### [Instructions for the task]
Rescale the data below by reproducing every line, requests included, with each point coordinate in the answers multiplied by 2 and rounded to a whole number, halves rounding up. Leave the sample coordinates inside the requests unchanged.

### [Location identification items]
::::::::

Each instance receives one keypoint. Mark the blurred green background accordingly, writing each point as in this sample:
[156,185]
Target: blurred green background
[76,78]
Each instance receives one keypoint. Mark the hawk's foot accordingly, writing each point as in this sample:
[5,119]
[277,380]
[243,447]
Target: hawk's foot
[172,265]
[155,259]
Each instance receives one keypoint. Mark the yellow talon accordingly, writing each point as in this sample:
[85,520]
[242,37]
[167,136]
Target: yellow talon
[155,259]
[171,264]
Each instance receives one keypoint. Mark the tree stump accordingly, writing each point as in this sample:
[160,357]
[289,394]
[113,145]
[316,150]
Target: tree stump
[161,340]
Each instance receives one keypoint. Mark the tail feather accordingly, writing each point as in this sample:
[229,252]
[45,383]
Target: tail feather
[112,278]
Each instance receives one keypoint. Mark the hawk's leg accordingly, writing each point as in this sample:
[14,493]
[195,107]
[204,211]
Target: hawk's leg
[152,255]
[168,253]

::::::::

### [Complete response]
Each instance receives one keypoint. Mark the blurred green background accordingly, writing each point as in this sample:
[156,185]
Target: blurred green background
[152,156]
Each instance receives one keypoint. Mark the hawk's foot accordingly, writing each point as in this sample:
[5,119]
[277,380]
[243,447]
Target: hawk's foot
[344,530]
[310,518]
Each instance receives one keypoint. Mark the yellow talon accordingly, writing each point as in this sample:
[85,520]
[242,37]
[167,136]
Target: yellow talon
[310,518]
[342,528]
Each instance receives one keypoint. Mark the tree stump accordingly, writing each point as in this sample:
[160,357]
[289,394]
[113,145]
[316,150]
Target: tree stump
[322,680]
Each instance receives one keypoint. Mark the tail feather accordingly, writing each point as in this sample:
[229,252]
[45,383]
Target: tail feather
[224,556]
Each instance receives one keypoint. Mark the hawk's leg accordingly, writing each point as in this sample:
[14,493]
[195,107]
[204,211]
Target: hawk's leg
[304,510]
[336,506]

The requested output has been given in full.